■ Teks yang Ditampilkan:
────────────────
REPUBLIKA.CO.ID, JAKARTA -- Badan Pengawas Obat dan Makanan (BPOM) mengungkap hasil uji laboratorium tablet paracetamol caffeine carisoprodol (PCC), yang banyak menimbulkan korban di Kendari, Sulawesi Tenggara. Kepala BPOM Penny K Lukito mengatakan, bahwa tablet PCC yang dikonsumsi korban di Kendari adalah produk ilegal yang tidak permah terdaftar di BPOM sebagai obat.
"Hal ini berarti tablet tersebut tidak boleh dikonsumsi oleh siapapun," ujarnya saat konferensi perspenyalahgunaan tabletparacetamol caffeine carisoprodol (PCC),di Jakarta, Senin (18/9).
Berdasarkan hasil uji laboratorium BPOM, ia menyebut terdapat dua jenis tablet PCC yang berbeda kandungannya yang dikonsumsi korban. Pertama mengandung paracetamol, carisoprodol, dan cafein. Sementara kedua mengandung PCC dan tramadol.
────────────────
Cuplikan dari sebuah dataset:
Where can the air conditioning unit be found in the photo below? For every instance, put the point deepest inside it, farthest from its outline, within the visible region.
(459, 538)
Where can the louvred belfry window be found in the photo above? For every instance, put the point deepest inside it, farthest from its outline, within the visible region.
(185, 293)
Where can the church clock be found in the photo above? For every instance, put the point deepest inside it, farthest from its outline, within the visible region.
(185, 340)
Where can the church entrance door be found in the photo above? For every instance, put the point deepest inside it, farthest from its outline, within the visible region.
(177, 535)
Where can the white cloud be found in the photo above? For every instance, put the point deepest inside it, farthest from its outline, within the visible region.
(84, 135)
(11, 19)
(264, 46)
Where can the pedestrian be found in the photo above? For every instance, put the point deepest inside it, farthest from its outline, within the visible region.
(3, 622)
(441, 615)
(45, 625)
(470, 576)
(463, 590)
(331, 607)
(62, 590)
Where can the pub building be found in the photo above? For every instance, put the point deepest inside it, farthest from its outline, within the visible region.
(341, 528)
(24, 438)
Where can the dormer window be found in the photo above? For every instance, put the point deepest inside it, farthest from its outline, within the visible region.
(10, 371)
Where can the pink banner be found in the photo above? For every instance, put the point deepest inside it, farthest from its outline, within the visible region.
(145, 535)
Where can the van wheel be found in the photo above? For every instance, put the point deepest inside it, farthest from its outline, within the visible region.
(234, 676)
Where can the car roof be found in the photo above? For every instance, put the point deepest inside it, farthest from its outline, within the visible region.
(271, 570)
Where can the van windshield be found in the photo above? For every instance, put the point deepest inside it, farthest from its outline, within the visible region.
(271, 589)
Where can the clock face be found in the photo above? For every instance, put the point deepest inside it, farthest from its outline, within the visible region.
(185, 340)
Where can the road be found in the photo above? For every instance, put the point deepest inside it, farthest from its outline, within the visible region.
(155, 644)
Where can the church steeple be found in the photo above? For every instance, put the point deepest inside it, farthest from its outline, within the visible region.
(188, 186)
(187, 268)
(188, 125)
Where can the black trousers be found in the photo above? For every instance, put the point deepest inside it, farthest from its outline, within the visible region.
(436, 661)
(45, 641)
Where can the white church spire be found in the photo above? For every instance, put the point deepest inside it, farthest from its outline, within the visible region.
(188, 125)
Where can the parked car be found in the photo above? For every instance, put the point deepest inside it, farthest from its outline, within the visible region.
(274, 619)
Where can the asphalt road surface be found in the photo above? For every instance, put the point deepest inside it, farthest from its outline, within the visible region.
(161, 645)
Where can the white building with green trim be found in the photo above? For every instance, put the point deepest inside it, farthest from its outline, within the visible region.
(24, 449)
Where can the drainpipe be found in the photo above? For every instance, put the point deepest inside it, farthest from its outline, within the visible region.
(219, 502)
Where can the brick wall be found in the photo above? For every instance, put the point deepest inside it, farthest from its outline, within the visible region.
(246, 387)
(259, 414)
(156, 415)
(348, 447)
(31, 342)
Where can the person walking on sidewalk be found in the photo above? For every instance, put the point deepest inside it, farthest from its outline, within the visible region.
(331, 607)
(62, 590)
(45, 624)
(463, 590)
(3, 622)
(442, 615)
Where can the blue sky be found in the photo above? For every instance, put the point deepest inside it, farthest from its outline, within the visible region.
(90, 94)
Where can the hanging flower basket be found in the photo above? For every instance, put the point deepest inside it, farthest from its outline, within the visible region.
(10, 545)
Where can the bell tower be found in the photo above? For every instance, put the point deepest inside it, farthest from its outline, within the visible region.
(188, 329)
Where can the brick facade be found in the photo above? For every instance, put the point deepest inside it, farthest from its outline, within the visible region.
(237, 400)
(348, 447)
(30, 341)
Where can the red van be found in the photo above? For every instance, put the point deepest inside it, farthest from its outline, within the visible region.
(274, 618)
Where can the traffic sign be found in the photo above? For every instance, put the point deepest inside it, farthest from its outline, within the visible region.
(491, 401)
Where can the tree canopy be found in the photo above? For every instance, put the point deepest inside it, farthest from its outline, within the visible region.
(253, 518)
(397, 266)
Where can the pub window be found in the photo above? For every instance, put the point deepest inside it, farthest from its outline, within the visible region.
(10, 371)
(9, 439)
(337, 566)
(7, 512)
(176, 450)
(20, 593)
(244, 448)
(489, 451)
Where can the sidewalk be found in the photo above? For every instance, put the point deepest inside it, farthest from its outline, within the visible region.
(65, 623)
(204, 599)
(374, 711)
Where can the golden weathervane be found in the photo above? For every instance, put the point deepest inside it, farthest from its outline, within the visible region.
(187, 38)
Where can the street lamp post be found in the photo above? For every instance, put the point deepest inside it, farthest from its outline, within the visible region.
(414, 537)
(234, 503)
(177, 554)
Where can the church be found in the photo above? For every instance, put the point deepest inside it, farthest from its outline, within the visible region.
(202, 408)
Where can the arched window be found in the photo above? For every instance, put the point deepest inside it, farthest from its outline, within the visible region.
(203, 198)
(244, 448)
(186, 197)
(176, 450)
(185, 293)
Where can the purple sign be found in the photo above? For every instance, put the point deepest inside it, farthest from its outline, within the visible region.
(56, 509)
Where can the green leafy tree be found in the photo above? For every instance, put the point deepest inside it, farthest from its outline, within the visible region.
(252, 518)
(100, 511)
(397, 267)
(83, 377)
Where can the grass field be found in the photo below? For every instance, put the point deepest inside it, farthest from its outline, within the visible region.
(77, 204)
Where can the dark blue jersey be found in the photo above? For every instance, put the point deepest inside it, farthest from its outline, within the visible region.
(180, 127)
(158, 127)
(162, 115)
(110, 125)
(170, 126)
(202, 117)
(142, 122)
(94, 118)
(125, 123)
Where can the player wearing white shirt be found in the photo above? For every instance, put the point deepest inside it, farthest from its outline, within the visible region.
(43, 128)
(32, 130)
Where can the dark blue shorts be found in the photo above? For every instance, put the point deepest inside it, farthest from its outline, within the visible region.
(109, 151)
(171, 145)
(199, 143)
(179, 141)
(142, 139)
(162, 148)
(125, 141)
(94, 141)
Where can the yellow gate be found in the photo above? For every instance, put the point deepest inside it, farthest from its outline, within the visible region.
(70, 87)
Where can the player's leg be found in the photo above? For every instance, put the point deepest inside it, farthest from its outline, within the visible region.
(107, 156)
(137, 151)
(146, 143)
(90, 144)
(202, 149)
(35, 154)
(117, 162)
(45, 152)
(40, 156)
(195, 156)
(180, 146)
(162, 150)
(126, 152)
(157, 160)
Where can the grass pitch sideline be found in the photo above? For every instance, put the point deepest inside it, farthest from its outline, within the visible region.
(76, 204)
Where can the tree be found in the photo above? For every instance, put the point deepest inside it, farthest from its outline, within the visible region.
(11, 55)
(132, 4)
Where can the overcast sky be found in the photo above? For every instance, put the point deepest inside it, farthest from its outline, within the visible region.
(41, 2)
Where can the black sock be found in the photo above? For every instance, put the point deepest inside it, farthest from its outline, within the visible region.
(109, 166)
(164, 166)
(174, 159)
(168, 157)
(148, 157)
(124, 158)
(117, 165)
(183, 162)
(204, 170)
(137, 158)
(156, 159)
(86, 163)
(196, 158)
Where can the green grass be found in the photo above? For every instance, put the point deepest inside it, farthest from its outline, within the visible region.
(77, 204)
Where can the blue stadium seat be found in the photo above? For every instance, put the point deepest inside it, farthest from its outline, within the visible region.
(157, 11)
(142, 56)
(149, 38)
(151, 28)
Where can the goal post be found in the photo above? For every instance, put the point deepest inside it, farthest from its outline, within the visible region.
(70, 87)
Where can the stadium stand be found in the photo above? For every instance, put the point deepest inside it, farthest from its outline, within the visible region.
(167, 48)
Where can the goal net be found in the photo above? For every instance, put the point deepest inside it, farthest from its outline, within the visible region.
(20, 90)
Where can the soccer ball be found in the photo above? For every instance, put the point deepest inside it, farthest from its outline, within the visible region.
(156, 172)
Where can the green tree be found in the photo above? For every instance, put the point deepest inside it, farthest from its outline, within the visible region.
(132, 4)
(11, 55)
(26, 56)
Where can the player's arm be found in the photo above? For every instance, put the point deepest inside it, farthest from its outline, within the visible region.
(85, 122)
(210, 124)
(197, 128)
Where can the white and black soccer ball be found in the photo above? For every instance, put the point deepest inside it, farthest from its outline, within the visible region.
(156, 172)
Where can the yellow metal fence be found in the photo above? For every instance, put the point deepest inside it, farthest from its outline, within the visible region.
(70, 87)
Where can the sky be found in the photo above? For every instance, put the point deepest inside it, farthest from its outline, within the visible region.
────────────────
■ Tindakan yang Diperlukan A:
Tentukan apakah setiap pernyataan berikut sesuai dengan berita tentang tablet PCC di atas. Jawab ya atau tidak, lalu kutip kata-kata penentunya dari berita itu secara persis. (i) Menurut BPOM, tablet PCC yang dikonsumsi korban di Kendari merupakan obat yang sah. (ii) Hasil uji laboratorium BPOM menemukan dua jenis tablet PCC dengan kandungan yang berbeda. (iii) Jenis tablet PCC yang kedua mengandung tramadol.
■ Tindakan yang Diperlukan B:
Tuliskan ulang secara persis bagian berita tentang tablet PCC di atas, mulai dari "REPUBLIKA.CO.ID, JAKARTA -- Badan" sampai dengan "BPOM sebagai obat.".

■ Jawaban Tertulis A:
(i) Tidak: "tablet PCC yang dikonsumsi korban di Kendari adalah produk ilegal". (ii) Ya: "terdapat dua jenis tablet PCC yang berbeda kandungannya". (iii) Ya: "kedua mengandung PCC dan tramadol".

■ Jawaban Tertulis B:
REPUBLIKA.CO.ID, JAKARTA -- Badan Pengawas Obat dan Makanan (BPOM) mengungkap hasil uji laboratorium tablet paracetamol caffeine carisoprodol (PCC), yang banyak menimbulkan korban di Kendari, Sulawesi Tenggara. Kepala BPOM Penny K Lukito mengatakan, bahwa tablet PCC yang dikonsumsi korban di Kendari adalah produk ilegal yang tidak permah terdaftar di BPOM sebagai obat.